### Exercise 1
From the zookeeper-operator thread, return word for word the part from "Closed aparajita89 closed" to "the issue description.".
### Exercise 2
In the zookeeper-operator thread, rewrite the paragraph starting "i tried to debug this as well" as a short bulleted list that keeps its main points.
### Exercise 3
According to the zookeeper-operator thread, what did #135 fix?

### Selected passage
========

Closed aparajita89 closed 3 years ago
@aparajita89 Could you please let us know the zookeeper-operator and cluster version used here?
pravega zookeeper operator: 0.2.9 zookeeper version: 3.6.2
pravega zookeeper operator: 0.2.9 zookeeper version: 3.6.2
Please use 0.2.10 of operator and cluster. We have fixed it in 0.2.10
ok, will try that. could you also share, what was the fix? just curious
ok, will try that. could you also share, what was the fix? just curious
PR https://github.com/pravega/zookeeper-operator/pull/135 contains the fix.
@anishakj i tried upgrading to 0.2.10 and creating a cluster of 4 nodes. it is still failing with the same error as mentioned in the issue description.
@aparajita89 #135 fixed an issue in the zk docker image itself and not operator. You need to make sure you upgrade to an zk image including that fix
@aparajita89 Please let us know is the issue got solved for you?
i tried upgrading to: pravega/zookeeper-operator: 0.2.10 pravega/zookeeper: 0.2.10
i'm still seeing the same error.
i tried to debug this as well. i think this is related to docker/bin/zookeeperStart.sh script. imo, REGISTER_NODE and WRITE_CONFIGURATION must always be true (consequently, the true/false checks on these can be removed entirely). also, node registration should be called before the config file is written so that the config file will contain the latest information about the cluster. this way, when a new pod is coming up, it always gets the latest configs from the existing zookeeper cluster. but perhaps i am missing something, should these checks be retained?
@aparajita89 coukd you please share the logs from zookeeper-1
before the restart has happened?

========

### Dataset section
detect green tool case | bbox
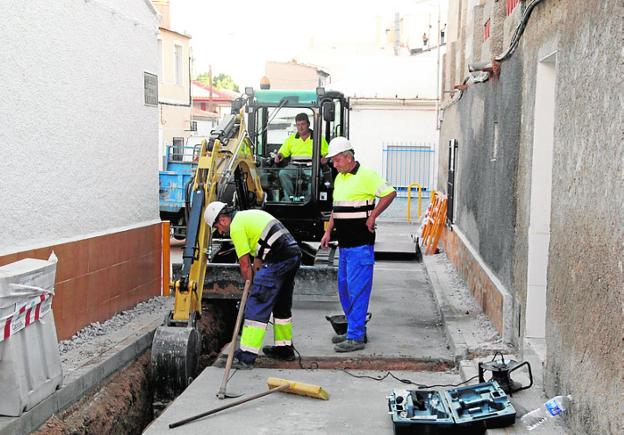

========

### Task solution 1
Closed aparajita89 closed 3 years ago
@aparajita89 Could you please let us know the zookeeper-operator and cluster version used here?
pravega zookeeper operator: 0.2.9 zookeeper version: 3.6.2
pravega zookeeper operator: 0.2.9 zookeeper version: 3.6.2
Please use 0.2.10 of operator and cluster. We have fixed it in 0.2.10
ok, will try that. could you also share, what was the fix? just curious
ok, will try that. could you also share, what was the fix? just curious
PR https://github.com/pravega/zookeeper-operator/pull/135 contains the fix.
@anishakj i tried upgrading to 0.2.10 and creating a cluster of 4 nodes. it is still failing with the same error as mentioned in the issue description.

### Task solution 2
- The problem seems tied to the docker/bin/zookeeperStart.sh script.
- REGISTER_NODE and WRITE_CONFIGURATION should always be true, so their true/false checks could be removed.
- Node registration should run before the config file is written, so the file holds the latest cluster information.
- A new pod would then always get the latest configs from the existing zookeeper cluster.
- The writer asks whether the checks should be kept anyway.

### Task solution 3
An issue in the zk docker image itself, not in the operator.